- EXTRACT PROVIDED
════════════════

Greenhouse Gas Mitigation


      A further planning issue listed in section B45 is Greenhouse Gas Mitigation (GHGs). This is a complex issue, which must be subject to careful assessment. In regard to the calculation of greenhouse gas mitigation it is not clear whether this merely related to the carbon footprint associated with the activity of fuel burning or the mitigation associated with the production and delivery of fuel crops. The concept of total carbon cost would be a more appropriate measurement.


      In regard to the assessment of the mitigation proposals, the Council would seek clarification as to whether or not the Department intend to carry out and publish such a technical assessment as part of the planning application assessment report.


Protection of Built and Natural Heritage


      Draft PPS18 demonstrates good awareness of issues relating to the impact of renewable energy installations on the archaeological and built heritage and on aesthetic quality. Within the overall context of promoting sustainability with planning policy, it is worth noting that in terms of 'total carbon cost' there are substantial environmental benefits to perseveration of the historic or older building stock over new build. This is demonstrable despite the ability to reduce ongoing energy consumption in newer developments. Given the widely held public perception that new build is superior this is perhaps a point that needs to be more clearly emphasised.

════════════════

- PROVIDED DATA

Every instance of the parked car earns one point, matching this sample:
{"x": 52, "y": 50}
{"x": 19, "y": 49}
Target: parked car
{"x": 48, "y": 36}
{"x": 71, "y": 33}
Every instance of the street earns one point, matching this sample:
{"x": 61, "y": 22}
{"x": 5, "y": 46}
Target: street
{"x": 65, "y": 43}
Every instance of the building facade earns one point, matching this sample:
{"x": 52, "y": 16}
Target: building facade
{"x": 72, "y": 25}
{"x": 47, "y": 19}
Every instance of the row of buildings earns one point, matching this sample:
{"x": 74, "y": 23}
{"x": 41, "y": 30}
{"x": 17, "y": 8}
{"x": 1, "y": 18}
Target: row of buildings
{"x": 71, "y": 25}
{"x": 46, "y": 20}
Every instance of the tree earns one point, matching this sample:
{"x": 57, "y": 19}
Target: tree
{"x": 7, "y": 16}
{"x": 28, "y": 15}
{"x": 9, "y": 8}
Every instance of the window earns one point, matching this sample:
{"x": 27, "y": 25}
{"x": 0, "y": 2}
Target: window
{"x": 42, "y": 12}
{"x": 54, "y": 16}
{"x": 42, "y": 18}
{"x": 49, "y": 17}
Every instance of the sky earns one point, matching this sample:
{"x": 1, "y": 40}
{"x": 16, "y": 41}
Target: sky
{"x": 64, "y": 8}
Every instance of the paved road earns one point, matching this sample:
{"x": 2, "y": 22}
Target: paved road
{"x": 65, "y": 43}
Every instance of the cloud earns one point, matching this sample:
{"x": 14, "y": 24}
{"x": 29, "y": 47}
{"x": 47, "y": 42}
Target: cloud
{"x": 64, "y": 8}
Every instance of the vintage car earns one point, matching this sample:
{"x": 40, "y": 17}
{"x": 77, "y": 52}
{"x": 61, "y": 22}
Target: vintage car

════════════════

Carry on the council's response to Draft PPS18 from the end of its final paragraph on the protection of built and natural heritage, in the same formal register.

- RESULT
      In respect of the protection of built heritage and ancient monuments in the natural landscape, rigorous planning assessment must be undertaken to safeguard against the accumulation of for example wind turbines in the setting of a significant historical building/monument. Such assessment would require special consideration in line with Planning Policy Statement 6: ‘Planning, Archaeology and the Built Heritage’ and PPS 6 Addendum:  ‘Areas of Townscape Character’.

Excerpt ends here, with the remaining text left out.